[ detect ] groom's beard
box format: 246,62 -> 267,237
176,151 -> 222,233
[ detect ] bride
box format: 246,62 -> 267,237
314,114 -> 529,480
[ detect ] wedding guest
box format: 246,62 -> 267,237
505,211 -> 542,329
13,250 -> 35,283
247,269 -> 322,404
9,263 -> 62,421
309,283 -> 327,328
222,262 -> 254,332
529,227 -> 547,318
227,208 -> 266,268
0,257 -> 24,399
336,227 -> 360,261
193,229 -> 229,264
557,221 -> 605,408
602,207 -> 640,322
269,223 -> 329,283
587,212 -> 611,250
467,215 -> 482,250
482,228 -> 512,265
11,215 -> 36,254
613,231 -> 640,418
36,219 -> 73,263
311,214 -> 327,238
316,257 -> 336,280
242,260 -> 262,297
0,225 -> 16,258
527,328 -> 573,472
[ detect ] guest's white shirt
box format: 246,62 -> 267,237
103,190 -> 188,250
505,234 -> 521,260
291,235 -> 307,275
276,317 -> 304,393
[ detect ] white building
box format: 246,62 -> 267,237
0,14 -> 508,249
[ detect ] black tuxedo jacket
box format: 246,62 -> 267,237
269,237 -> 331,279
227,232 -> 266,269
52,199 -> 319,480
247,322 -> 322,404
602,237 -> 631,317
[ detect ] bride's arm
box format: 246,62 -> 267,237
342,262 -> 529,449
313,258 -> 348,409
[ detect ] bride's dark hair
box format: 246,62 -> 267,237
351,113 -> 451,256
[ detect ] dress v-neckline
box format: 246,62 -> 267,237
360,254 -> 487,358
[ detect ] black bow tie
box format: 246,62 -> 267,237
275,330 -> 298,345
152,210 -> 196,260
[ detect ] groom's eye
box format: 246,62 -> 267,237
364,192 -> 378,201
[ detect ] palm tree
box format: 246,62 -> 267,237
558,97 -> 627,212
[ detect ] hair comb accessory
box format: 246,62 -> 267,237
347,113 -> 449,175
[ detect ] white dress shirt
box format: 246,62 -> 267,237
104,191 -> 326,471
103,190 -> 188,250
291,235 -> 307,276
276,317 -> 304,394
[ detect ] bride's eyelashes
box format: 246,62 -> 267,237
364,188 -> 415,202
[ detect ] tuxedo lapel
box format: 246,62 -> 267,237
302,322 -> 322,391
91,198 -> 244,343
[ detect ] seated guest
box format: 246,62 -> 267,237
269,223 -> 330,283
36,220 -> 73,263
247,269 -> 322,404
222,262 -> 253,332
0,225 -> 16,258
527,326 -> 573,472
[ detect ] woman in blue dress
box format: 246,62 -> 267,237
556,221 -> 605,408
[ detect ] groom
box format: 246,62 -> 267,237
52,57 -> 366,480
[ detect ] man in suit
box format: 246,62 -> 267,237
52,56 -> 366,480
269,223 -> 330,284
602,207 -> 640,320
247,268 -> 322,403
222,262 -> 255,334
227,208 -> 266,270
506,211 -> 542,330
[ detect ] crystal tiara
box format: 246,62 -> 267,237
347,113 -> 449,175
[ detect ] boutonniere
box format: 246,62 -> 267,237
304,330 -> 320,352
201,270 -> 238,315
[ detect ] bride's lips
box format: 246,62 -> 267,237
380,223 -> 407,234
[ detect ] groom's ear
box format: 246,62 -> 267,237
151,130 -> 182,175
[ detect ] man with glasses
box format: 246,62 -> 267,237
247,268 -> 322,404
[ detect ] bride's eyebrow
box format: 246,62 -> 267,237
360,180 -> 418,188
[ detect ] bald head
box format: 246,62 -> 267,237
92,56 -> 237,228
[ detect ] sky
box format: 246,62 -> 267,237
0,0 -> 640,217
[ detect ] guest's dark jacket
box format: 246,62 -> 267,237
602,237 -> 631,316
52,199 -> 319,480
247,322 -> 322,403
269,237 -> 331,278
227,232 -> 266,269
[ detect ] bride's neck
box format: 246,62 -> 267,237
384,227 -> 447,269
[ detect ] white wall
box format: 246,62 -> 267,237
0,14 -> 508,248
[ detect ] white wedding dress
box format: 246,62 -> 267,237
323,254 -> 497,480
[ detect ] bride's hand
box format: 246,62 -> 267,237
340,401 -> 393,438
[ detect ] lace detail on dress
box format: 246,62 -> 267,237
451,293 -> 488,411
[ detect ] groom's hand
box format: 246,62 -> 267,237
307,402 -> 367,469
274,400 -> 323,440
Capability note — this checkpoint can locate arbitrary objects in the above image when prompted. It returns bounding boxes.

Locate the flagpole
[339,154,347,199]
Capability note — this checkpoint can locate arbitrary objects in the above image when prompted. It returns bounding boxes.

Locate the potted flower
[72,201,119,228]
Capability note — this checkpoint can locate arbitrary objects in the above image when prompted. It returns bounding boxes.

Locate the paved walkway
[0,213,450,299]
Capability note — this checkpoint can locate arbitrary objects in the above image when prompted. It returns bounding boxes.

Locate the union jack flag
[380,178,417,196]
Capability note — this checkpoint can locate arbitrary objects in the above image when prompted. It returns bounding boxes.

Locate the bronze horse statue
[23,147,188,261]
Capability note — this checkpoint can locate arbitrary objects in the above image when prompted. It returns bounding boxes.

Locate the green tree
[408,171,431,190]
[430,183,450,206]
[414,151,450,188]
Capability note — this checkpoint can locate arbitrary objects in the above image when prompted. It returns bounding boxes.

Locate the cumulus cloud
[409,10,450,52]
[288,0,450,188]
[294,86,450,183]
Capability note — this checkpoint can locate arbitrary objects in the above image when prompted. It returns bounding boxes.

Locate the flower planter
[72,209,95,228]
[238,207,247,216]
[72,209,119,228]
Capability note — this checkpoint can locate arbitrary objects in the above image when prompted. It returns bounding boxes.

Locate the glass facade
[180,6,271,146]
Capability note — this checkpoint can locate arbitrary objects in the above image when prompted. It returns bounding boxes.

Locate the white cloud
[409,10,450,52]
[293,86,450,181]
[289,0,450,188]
- - - -
STATED GOAL
Switch every "box format" in the listing above to "coordinate format", and write out the whole listing again with nothing else altered.

TASK SOLUTION
[ detect ] groom's beard
coordinate format: 246,62 -> 267,237
176,151 -> 222,233
[ detect ] bride
coordinate format: 246,62 -> 267,237
314,114 -> 529,480
[ detect ] wedding guest
coordinate format: 246,62 -> 267,237
505,211 -> 542,329
13,250 -> 35,283
247,269 -> 322,404
9,263 -> 62,421
309,283 -> 327,328
222,262 -> 254,332
529,227 -> 547,318
227,208 -> 266,268
0,257 -> 24,399
336,227 -> 360,261
193,229 -> 229,264
557,221 -> 605,408
602,207 -> 640,322
269,223 -> 329,283
587,212 -> 611,250
467,215 -> 482,250
482,228 -> 512,265
11,215 -> 36,254
613,231 -> 640,418
36,219 -> 73,263
311,214 -> 327,238
316,257 -> 336,280
242,260 -> 262,297
0,225 -> 16,258
527,328 -> 573,472
[ detect ] guest's white shirt
coordinate format: 246,62 -> 267,237
103,190 -> 188,250
505,234 -> 521,260
291,235 -> 307,275
276,317 -> 304,393
[ detect ] white building
coordinate format: 246,62 -> 267,237
0,14 -> 508,249
[ detect ] black tuxedo jacket
coordinate format: 246,62 -> 267,237
269,237 -> 331,279
227,232 -> 266,269
52,199 -> 319,480
247,322 -> 322,404
602,237 -> 631,317
[ detect ] bride's arm
coordinate format: 246,62 -> 267,237
342,262 -> 529,449
313,258 -> 348,409
[ detect ] bride's dark hair
coordinate format: 246,62 -> 267,237
351,113 -> 451,256
[ detect ] dress v-neckline
coordinate format: 246,62 -> 267,237
360,254 -> 487,358
[ detect ] black bow tie
coordinate format: 246,62 -> 267,237
275,330 -> 298,345
152,210 -> 196,260
[ detect ] groom's eye
coordinate format: 246,62 -> 267,237
364,192 -> 378,201
[ detect ] palm tree
coordinate format: 246,62 -> 267,237
558,97 -> 627,212
[ detect ] hair comb accessory
coordinate format: 246,62 -> 267,237
347,113 -> 449,175
[ detect ] white dress shirt
coordinate format: 246,62 -> 267,237
104,191 -> 326,471
103,190 -> 188,250
291,235 -> 307,276
276,317 -> 304,394
[ detect ] bride's eyelashes
coordinate format: 246,62 -> 267,237
364,188 -> 415,202
[ detect ] tuxedo lapel
coordinate format: 246,62 -> 267,237
302,322 -> 322,391
91,198 -> 244,343
[ detect ] seated guest
coordinate format: 246,62 -> 267,237
269,223 -> 330,283
36,220 -> 73,263
247,269 -> 322,404
222,262 -> 253,332
0,225 -> 16,258
527,326 -> 573,472
[ detect ] woman in blue dress
coordinate format: 246,62 -> 267,237
556,221 -> 605,408
[ detect ] groom
coordinate format: 246,62 -> 267,237
52,57 -> 366,480
[ detect ] man in suit
coordinate format: 246,62 -> 267,237
52,56 -> 366,480
269,223 -> 330,284
602,207 -> 640,320
247,268 -> 322,403
222,262 -> 255,334
227,208 -> 266,270
506,211 -> 542,330
[ detect ] crystal tiara
coordinate format: 246,62 -> 267,237
347,113 -> 449,175
[ detect ] boutonniere
coordinate format: 246,62 -> 267,237
304,330 -> 320,352
201,270 -> 238,315
[ detect ] bride's lips
coordinate format: 246,62 -> 267,237
380,223 -> 407,234
[ detect ] groom's ear
coordinate format: 246,62 -> 267,237
151,130 -> 182,175
[ detect ] man with glasses
coordinate format: 246,62 -> 267,237
247,268 -> 322,404
[ detect ] bride's eyebrow
coordinate format: 246,62 -> 267,237
360,180 -> 418,188
[ detect ] bald head
coordinate format: 246,62 -> 267,237
92,56 -> 237,228
[ detect ] sky
coordinate format: 246,62 -> 267,237
0,0 -> 640,217
[ detect ] guest's dark jacket
coordinate format: 246,62 -> 267,237
602,237 -> 631,316
52,199 -> 319,480
247,322 -> 322,403
269,237 -> 331,278
227,232 -> 266,269
[ detect ] bride's neck
coordinate format: 246,62 -> 267,237
384,227 -> 447,269
[ detect ] white wall
coordinate format: 246,62 -> 267,237
0,14 -> 508,248
[ detect ] white wedding dress
coordinate format: 246,62 -> 267,237
323,254 -> 497,480
[ detect ] bride's hand
coordinate format: 246,62 -> 267,237
340,401 -> 393,438
[ detect ] lace detail on dress
coordinate format: 246,62 -> 267,237
451,293 -> 488,411
[ detect ] groom's hand
coordinate format: 246,62 -> 267,237
307,402 -> 367,469
274,400 -> 323,440
Capability note — this checkpoint can locate arbitrary objects in the above image when prompted. It returns bounding boxes.

Locate the flagpole
[339,154,347,199]
Capability note — this checkpoint can locate arbitrary objects in the above image when prompted. It returns bounding boxes.

Locate the potted flower
[72,201,119,228]
Capability note — this checkpoint can locate arbitrary objects in the above image when prompted. It returns bounding boxes.

Locate the paved walkway
[0,213,450,299]
Capability note — this checkpoint can locate arbitrary objects in the above image when prompted. It returns bounding boxes.

Locate the union jack flag
[380,178,417,196]
Capability note — this checkpoint can locate arbitrary objects in the above image when prompted. It returns bounding boxes.

Locate the bronze horse statue
[23,147,188,261]
Capability note — this checkpoint can locate arbitrary objects in the above image when prompted. It returns bounding boxes.

Locate the green tree
[408,171,431,190]
[430,183,450,206]
[414,151,450,188]
Capability note — this checkpoint can locate arbitrary objects in the above image when prompted. It returns bounding boxes.

Locate the cumulus cloud
[409,10,450,52]
[288,0,450,188]
[294,86,450,183]
Capability note — this checkpoint can locate arbitrary objects in the above image when prompted. It returns bounding boxes.

Locate the flower planter
[72,209,95,228]
[238,207,247,216]
[72,209,119,228]
Capability note — this checkpoint can locate arbitrary objects in the above image when prompted. It returns bounding boxes.

Locate the glass facade
[180,6,271,146]
Capability note — this checkpoint can locate arbitrary objects in the above image when prompted. It returns bounding boxes.

Locate the white cloud
[409,10,450,52]
[293,86,450,181]
[289,0,450,188]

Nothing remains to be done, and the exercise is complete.